> [What the task requires] Give the data below again exactly as written, without its pictures.

> [Record list]

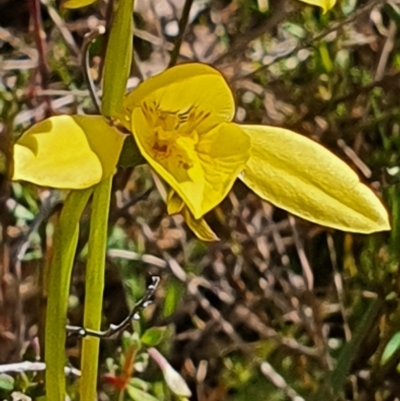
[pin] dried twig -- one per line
(115, 328)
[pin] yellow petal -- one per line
(303, 177)
(184, 87)
(324, 4)
(201, 173)
(71, 152)
(175, 203)
(76, 3)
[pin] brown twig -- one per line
(313, 41)
(182, 27)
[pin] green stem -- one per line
(65, 242)
(118, 59)
(95, 268)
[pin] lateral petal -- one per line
(301, 176)
(70, 152)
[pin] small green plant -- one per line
(181, 122)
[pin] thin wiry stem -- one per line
(182, 27)
(133, 315)
(87, 41)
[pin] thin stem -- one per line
(65, 242)
(118, 60)
(115, 328)
(87, 41)
(182, 27)
(40, 38)
(95, 269)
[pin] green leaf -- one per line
(304, 178)
(173, 379)
(6, 382)
(350, 350)
(130, 154)
(391, 348)
(139, 395)
(69, 152)
(77, 3)
(153, 336)
(118, 59)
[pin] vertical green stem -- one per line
(65, 242)
(118, 59)
(95, 268)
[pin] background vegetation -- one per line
(279, 309)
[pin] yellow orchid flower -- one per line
(324, 4)
(182, 122)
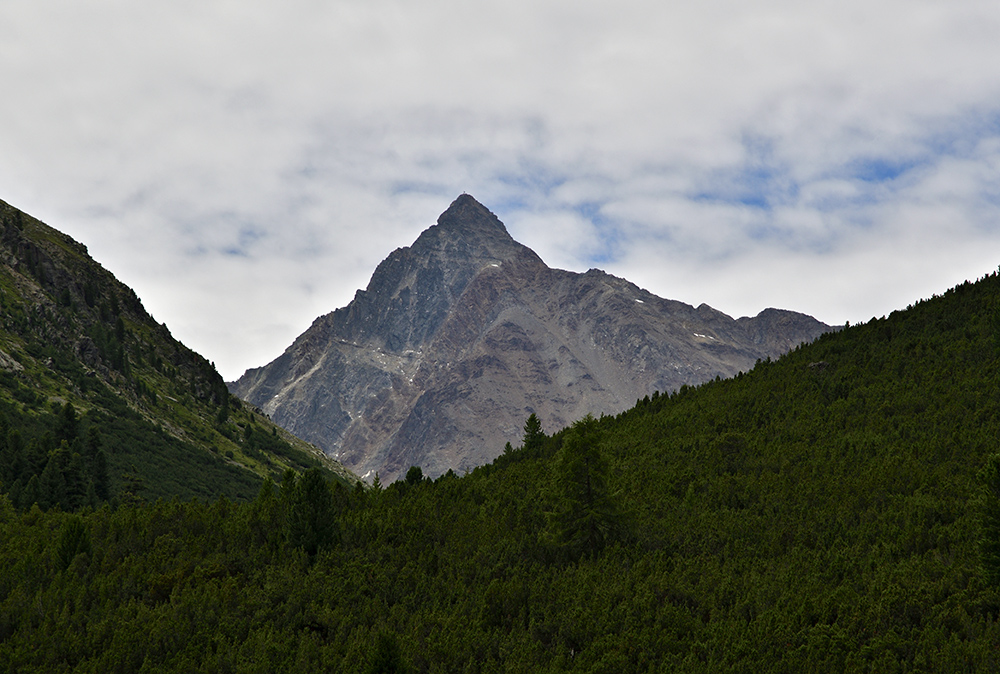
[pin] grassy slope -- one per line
(815, 514)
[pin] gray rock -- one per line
(459, 337)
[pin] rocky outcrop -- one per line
(459, 337)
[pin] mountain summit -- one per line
(461, 336)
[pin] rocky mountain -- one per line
(94, 393)
(461, 336)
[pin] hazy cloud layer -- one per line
(245, 165)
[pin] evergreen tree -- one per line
(534, 438)
(312, 520)
(584, 518)
(989, 520)
(414, 476)
(74, 539)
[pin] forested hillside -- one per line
(835, 510)
(99, 403)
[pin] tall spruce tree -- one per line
(584, 518)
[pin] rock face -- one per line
(461, 336)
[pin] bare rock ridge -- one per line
(459, 337)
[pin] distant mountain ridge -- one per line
(459, 337)
(86, 372)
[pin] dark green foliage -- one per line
(584, 518)
(414, 476)
(533, 435)
(826, 512)
(989, 513)
(312, 523)
(386, 657)
(74, 539)
(106, 406)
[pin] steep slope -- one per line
(824, 512)
(461, 336)
(95, 393)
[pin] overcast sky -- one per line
(244, 165)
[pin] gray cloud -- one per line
(244, 166)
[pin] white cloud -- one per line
(245, 165)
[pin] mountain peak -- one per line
(466, 218)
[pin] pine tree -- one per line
(989, 520)
(584, 518)
(312, 521)
(534, 438)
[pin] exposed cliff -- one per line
(459, 337)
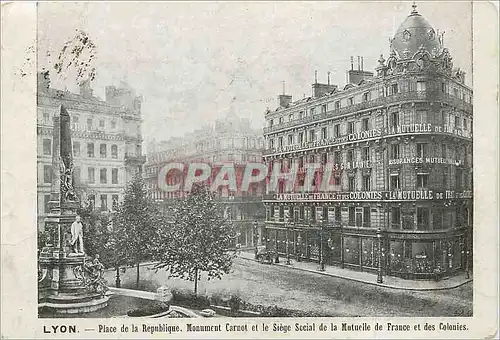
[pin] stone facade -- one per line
(228, 140)
(106, 142)
(400, 141)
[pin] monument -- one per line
(68, 280)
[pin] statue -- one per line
(77, 235)
(92, 275)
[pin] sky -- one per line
(194, 62)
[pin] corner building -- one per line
(401, 143)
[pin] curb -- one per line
(365, 281)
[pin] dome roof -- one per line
(413, 33)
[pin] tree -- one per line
(135, 224)
(198, 240)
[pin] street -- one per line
(289, 288)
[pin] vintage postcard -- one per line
(249, 169)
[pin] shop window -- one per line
(421, 117)
(437, 219)
(90, 149)
(312, 135)
(337, 157)
(365, 124)
(422, 180)
(352, 216)
(351, 250)
(324, 158)
(394, 151)
(301, 137)
(114, 151)
(338, 214)
(396, 256)
(350, 127)
(394, 119)
(352, 183)
(103, 150)
(336, 130)
(366, 183)
(114, 176)
(103, 176)
(46, 200)
(366, 217)
(91, 175)
(104, 202)
(422, 150)
(395, 218)
(365, 154)
(395, 183)
(350, 155)
(301, 212)
(76, 149)
(47, 174)
(324, 134)
(47, 147)
(77, 174)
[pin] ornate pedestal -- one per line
(68, 282)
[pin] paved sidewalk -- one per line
(369, 278)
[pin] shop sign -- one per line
(353, 137)
(425, 160)
(426, 128)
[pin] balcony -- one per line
(382, 101)
(240, 199)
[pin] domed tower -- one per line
(414, 34)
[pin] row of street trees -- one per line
(196, 240)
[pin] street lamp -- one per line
(117, 281)
(321, 255)
(299, 241)
(379, 271)
(288, 246)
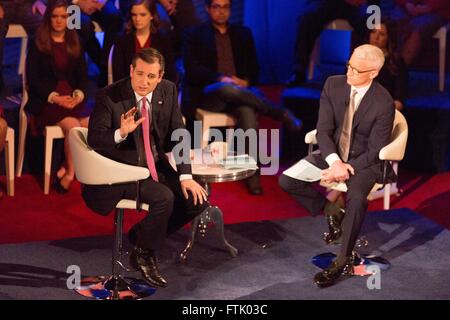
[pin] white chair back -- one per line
(95, 169)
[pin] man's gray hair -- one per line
(370, 53)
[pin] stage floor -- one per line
(273, 262)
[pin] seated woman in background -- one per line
(142, 32)
(57, 82)
(394, 75)
(3, 128)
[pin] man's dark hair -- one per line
(149, 55)
(208, 2)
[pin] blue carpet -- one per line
(273, 262)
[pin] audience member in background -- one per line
(221, 70)
(313, 19)
(418, 20)
(394, 75)
(57, 78)
(3, 128)
(27, 13)
(108, 17)
(182, 15)
(142, 32)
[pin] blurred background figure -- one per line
(57, 78)
(142, 31)
(110, 20)
(3, 128)
(27, 13)
(418, 21)
(314, 17)
(393, 75)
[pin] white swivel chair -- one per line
(9, 161)
(394, 151)
(441, 35)
(50, 133)
(17, 31)
(338, 24)
(94, 169)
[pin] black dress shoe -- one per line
(146, 262)
(336, 270)
(291, 122)
(334, 215)
(254, 185)
(58, 187)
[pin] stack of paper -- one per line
(239, 162)
(305, 171)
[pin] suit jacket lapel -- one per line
(157, 105)
(128, 102)
(343, 103)
(363, 107)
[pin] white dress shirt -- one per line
(118, 138)
(360, 93)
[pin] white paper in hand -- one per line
(305, 171)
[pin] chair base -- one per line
(361, 266)
(200, 224)
(102, 288)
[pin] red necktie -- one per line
(147, 142)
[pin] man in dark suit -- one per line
(355, 121)
(221, 68)
(118, 133)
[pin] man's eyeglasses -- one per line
(218, 7)
(355, 71)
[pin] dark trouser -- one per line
(169, 210)
(313, 20)
(243, 103)
(17, 14)
(358, 188)
(225, 97)
(110, 21)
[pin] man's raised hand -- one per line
(127, 122)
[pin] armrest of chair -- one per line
(111, 172)
(395, 150)
(310, 137)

> [Finished answer]
[pin] dried twig -- one per line
(115, 328)
[pin] yellow petal -- one per line
(303, 177)
(184, 87)
(324, 4)
(201, 173)
(71, 152)
(175, 203)
(76, 3)
[pin] brown twig -- one per line
(313, 41)
(182, 27)
[pin] green stem -- one per line
(65, 242)
(118, 59)
(95, 268)
[pin] lateral petal -- one per line
(301, 176)
(70, 152)
[pin] small green plant -- one per line
(181, 122)
[pin] thin wiry stem -- one per line
(182, 27)
(133, 315)
(87, 41)
[pin] thin stem -- one per line
(65, 242)
(118, 60)
(115, 328)
(87, 41)
(182, 27)
(40, 38)
(95, 269)
[pin] green leaf -- one per line
(304, 178)
(173, 379)
(6, 382)
(350, 350)
(130, 154)
(391, 348)
(139, 395)
(69, 152)
(77, 3)
(153, 336)
(118, 59)
[pin] vertical green stem -- one per line
(65, 242)
(118, 59)
(95, 268)
[pin] background vegetation -- one per line
(279, 309)
[pin] yellow orchid flower -- one per line
(324, 4)
(182, 122)
[pin] grassy slope -- one per line
(815, 514)
[pin] gray rock -- one per line
(459, 337)
[pin] rocky outcrop -- one per line
(459, 337)
[pin] mountain summit -- one per line
(461, 336)
[pin] rocky mountain -- one per line
(94, 393)
(461, 336)
[pin] hazy cloud layer -- one per line
(245, 165)
[pin] evergreen tree -- one per line
(534, 438)
(312, 520)
(584, 518)
(989, 520)
(414, 476)
(74, 539)
[pin] forested hillside -- one per line
(835, 510)
(99, 403)
[pin] tall spruce tree -- one per line
(584, 518)
[pin] rock face -- one per line
(461, 336)
[pin] bare rock ridge -- one per line
(459, 337)
[pin] distant mountain ridge -- one per line
(459, 337)
(86, 372)
[pin] dark green foliage -- one per line
(584, 518)
(414, 476)
(533, 435)
(826, 512)
(989, 513)
(312, 523)
(386, 657)
(74, 539)
(106, 406)
[pin] steep slope -- one per line
(824, 512)
(461, 336)
(95, 393)
[pin] overcast sky -- one per line
(244, 165)
[pin] gray cloud -- one per line
(244, 166)
[pin] white cloud -- one per line
(245, 165)
[pin] mountain peak -- one per line
(466, 218)
[pin] pine tree -- one per line
(989, 520)
(584, 518)
(312, 521)
(534, 438)
[pin] exposed cliff -- one per line
(459, 337)
[pin] stone facade -- one per line
(228, 140)
(106, 142)
(400, 141)
[pin] monument -- one per line
(68, 280)
[pin] statue -- one per line
(77, 235)
(92, 275)
[pin] sky -- one per line
(194, 62)
[pin] corner building -- one per line
(401, 143)
[pin] curb -- one per line
(365, 281)
[pin] dome roof -- one per line
(413, 33)
[pin] tree -- one per line
(135, 224)
(198, 240)
[pin] street -- one per line
(289, 288)
[pin] vintage postcard -- one per line
(249, 169)
[pin] shop window -- one per line
(421, 117)
(437, 219)
(90, 149)
(312, 135)
(337, 157)
(365, 124)
(422, 180)
(352, 216)
(351, 250)
(324, 158)
(394, 151)
(301, 137)
(114, 151)
(338, 214)
(396, 256)
(350, 127)
(394, 119)
(352, 183)
(103, 150)
(336, 130)
(366, 183)
(114, 176)
(103, 176)
(46, 200)
(366, 217)
(91, 175)
(104, 202)
(422, 150)
(395, 218)
(365, 154)
(395, 183)
(350, 155)
(301, 212)
(76, 149)
(47, 174)
(324, 134)
(47, 147)
(77, 174)
[pin] ornate pedestal -- one per line
(68, 282)
[pin] paved sidewalk -- one per line
(369, 278)
[pin] shop sign -- one per line
(353, 137)
(425, 160)
(426, 128)
[pin] balcony -- one per line
(382, 101)
(240, 199)
[pin] domed tower -- one per line
(414, 34)
[pin] row of street trees -- one per line
(196, 240)
[pin] street lamp -- one per line
(117, 281)
(321, 255)
(299, 241)
(379, 271)
(288, 246)
[pin] white chair back -- one per line
(95, 169)
[pin] man's gray hair -- one per line
(370, 53)
[pin] stage floor -- one per line
(273, 262)
[pin] seated woman in background -- one per line
(142, 32)
(57, 82)
(394, 75)
(3, 128)
[pin] man's dark hair -- one per line
(149, 55)
(208, 2)
[pin] blue carpet -- one per line
(273, 262)
[pin] audience member in background -- one per line
(221, 70)
(313, 19)
(418, 20)
(394, 75)
(57, 78)
(3, 128)
(27, 13)
(108, 17)
(182, 15)
(142, 32)
[pin] blurred background figure -- one per line
(57, 78)
(142, 31)
(110, 20)
(3, 128)
(27, 13)
(418, 21)
(314, 17)
(393, 75)
[pin] white swivel chair -- one per line
(9, 161)
(394, 151)
(441, 35)
(50, 133)
(17, 31)
(338, 24)
(94, 169)
[pin] black dress shoe -- one per line
(146, 262)
(336, 270)
(291, 122)
(334, 215)
(254, 185)
(58, 187)
[pin] stack of paper -- one per line
(239, 162)
(305, 171)
[pin] suit jacket lapel -- one per line
(157, 105)
(128, 102)
(343, 103)
(363, 107)
[pin] white dress shirt -- one per line
(118, 138)
(360, 93)
[pin] white paper in hand -- one per line
(305, 171)
[pin] chair base -- one per line
(361, 266)
(200, 224)
(102, 288)
[pin] red necktie -- one per line
(147, 142)
[pin] man in dark suit -- one per line
(355, 121)
(221, 68)
(118, 133)
[pin] man's eyeglasses -- one per line
(218, 7)
(355, 71)
[pin] dark trouser -- one per line
(169, 210)
(313, 20)
(243, 103)
(17, 14)
(358, 188)
(225, 97)
(110, 21)
[pin] man's raised hand -- one per line
(127, 122)
[pin] armrest of chair -- one per line
(111, 172)
(395, 150)
(310, 137)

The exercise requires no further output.